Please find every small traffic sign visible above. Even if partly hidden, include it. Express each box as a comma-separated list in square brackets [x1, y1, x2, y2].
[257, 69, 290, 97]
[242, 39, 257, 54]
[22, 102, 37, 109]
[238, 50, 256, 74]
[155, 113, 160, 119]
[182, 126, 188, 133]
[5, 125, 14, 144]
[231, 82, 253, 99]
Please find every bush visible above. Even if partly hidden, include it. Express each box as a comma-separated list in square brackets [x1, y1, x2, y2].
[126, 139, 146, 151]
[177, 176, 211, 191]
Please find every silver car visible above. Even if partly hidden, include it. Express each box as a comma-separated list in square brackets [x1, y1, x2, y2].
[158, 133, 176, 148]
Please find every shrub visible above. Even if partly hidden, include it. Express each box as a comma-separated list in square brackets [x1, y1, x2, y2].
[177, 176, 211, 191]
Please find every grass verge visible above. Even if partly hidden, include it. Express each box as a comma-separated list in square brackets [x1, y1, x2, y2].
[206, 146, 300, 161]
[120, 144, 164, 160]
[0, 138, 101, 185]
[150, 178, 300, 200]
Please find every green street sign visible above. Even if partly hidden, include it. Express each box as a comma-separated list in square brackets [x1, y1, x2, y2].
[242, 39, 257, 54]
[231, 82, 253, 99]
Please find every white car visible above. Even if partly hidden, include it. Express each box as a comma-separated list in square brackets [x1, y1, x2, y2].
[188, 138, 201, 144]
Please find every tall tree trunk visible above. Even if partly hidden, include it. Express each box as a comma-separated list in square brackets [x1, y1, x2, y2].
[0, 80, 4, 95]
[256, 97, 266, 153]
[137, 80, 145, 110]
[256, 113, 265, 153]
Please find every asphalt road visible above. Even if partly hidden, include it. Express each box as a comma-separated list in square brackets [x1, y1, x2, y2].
------------
## What is required
Write out again the part of the material that opens with the line containing "Please find every white" and closes with the line containing "[256, 113, 265, 153]", both included, keeping each request unchanged and adding 23 to every coordinate in the bounding boxes.

## Exercise response
Please find every white car visible above. Even if partly hidden, include it. Express each box as a comma-separated list in square brackets [x1, y1, x2, y2].
[211, 161, 224, 167]
Please find every tall tree trunk visible above. Even if partly hidden, include it. Express each box as a comma-separated list in square brackets [x1, y1, x2, y2].
[23, 103, 27, 118]
[279, 120, 289, 176]
[160, 103, 168, 133]
[279, 136, 288, 176]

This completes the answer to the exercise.